Vermont Report Includes Single Tax on Land
Nadine Stoner
[Reprinted from
GroundSwell, May-June 2009]
A report, "Valuing Common Assets for Public Finance in
Vermont," was released in November 2008. The Vermont Green Tax
and Common Assets Project, Burlington, VT, is the project of the MPA
Program and Gund Institute of the University of Vermont. Gary
Flomenhoft is the Director. The purpose of the project is "achieving
environmental sustainability, distributional equity, and an
efficient economy through the use of market mechanisms like green
taxes and common asset payments."
The collected papers were written by the University of Vermont
Public Administration #395 class. The Schalkenbach Foundation was
among the project sponsors.
Among the revenue sources examined were curbing transportation
emissions, wildlife and fish, forests, ground water extraction,
internet access, broadcast spectrum management, stones and minerals,
surface water, a single tax on land, and economic rent in the wind
industry.

■ **Task details**
According to the article on the Vermont report, who directs the Vermont Green Tax and Common Assets Project?

■ **Data excerpt**
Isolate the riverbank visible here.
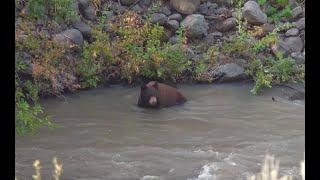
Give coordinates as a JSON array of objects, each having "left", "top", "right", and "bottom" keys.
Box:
[{"left": 15, "top": 0, "right": 305, "bottom": 134}]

■ **In response**
Gary Flomenhoft